Referring expression grounding data
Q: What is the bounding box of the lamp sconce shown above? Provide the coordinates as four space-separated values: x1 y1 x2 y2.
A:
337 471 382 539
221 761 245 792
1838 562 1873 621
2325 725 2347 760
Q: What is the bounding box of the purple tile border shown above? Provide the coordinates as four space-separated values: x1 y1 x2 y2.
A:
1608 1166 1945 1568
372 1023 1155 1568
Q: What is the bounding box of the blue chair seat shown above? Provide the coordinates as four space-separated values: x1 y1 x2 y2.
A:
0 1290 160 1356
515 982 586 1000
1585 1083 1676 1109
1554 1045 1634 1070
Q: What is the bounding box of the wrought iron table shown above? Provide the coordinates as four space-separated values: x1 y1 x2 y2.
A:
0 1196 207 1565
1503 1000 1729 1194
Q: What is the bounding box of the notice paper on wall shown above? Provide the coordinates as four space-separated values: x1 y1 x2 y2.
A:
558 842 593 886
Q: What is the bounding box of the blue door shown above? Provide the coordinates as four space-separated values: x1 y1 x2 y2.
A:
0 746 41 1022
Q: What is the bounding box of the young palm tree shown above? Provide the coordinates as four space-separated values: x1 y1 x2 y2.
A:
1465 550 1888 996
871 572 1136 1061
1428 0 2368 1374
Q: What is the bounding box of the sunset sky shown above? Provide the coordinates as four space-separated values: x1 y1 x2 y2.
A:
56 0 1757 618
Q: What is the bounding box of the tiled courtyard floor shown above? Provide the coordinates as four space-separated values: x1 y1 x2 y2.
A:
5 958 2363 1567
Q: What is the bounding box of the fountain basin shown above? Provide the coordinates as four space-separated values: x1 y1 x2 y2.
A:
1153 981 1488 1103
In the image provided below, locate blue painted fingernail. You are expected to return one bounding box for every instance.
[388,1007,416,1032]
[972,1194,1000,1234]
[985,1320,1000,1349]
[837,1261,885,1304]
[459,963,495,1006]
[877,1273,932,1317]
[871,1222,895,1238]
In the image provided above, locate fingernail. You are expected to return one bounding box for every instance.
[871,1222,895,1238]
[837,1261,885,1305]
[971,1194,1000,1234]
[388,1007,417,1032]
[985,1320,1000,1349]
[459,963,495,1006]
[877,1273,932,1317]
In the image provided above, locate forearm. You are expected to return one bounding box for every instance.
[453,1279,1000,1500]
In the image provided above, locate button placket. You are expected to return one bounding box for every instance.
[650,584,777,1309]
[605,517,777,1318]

### Assignment
The response should reproduce every entry above exactly.

### Solution
Q: What is the bounding box of the lamp sconce shown above? Provide the coordinates as four space-separated values: x1 y1 x2 y2.
A:
337 471 382 539
221 761 245 792
1838 562 1873 621
2325 725 2347 760
Q: What is the bounding box of the purple tile border shown above? Provide the coordinates as four space-separated values: x1 y1 x2 y2.
A:
1608 1166 1945 1568
372 1023 1155 1568
Q: What is the bounding box of the blue chair seat shown above? Provide the coordinates as four space-separated values: x1 y1 x2 y2.
A:
0 1290 160 1356
515 982 586 1000
1585 1083 1676 1109
1554 1045 1634 1070
Q: What is the bounding box of the wrought iron table shown above? Provide the coordinates as four space-separated values: x1 y1 x2 y2.
A:
0 1196 207 1565
1503 1000 1729 1194
Q: What is the bounding box of the notice paper on wall shown above? Provide the coordinates as four space-separated values: x1 y1 x2 y2.
A:
558 842 593 886
Q: What is the bounding box of the blue door shown above? Provide the coordinates as four space-separated values: x1 y1 x2 y2.
A:
0 746 41 1022
Q: What is the bounding box of the young palm tree shown above? Provide the coordinates as four space-separated values: x1 y1 x2 y2.
A:
1465 550 1888 996
871 572 1136 1061
1428 0 2368 1374
Q: What is the bounding box of the sunset sky shown above? Provide the coordinates as four space-separated values: x1 y1 x2 y2.
A:
56 0 1757 618
Q: What is the bounding box of the tiled courtyard floor shown above? Provide the coordinates as four space-separated values: x1 y1 x2 y2.
A:
5 958 2363 1567
Q: What is the bounding box of the fountain basin shown above? Provide the coordinates as four space-separated values: x1 y1 x2 y2.
A:
1153 981 1488 1103
In the image provided below, locate blue painted fingernail. You are expected to return one bounding box for every instance.
[388,1007,416,1032]
[972,1194,1000,1234]
[985,1320,1000,1349]
[837,1261,885,1304]
[459,963,495,1006]
[877,1273,932,1317]
[871,1222,895,1238]
In the image provided above, locate fingernail. You are expected to return one bounding box for every instance.
[871,1222,895,1238]
[837,1261,885,1305]
[971,1194,1000,1234]
[388,1007,417,1032]
[985,1320,1000,1349]
[459,963,495,1006]
[877,1273,932,1317]
In the image provided above, locate forearm. You are expected to return one bounding box for every instance.
[453,1279,1000,1500]
In the image provided above, locate button placket. You are expected to return one bounding box for every instance.
[650,584,777,1309]
[605,517,777,1318]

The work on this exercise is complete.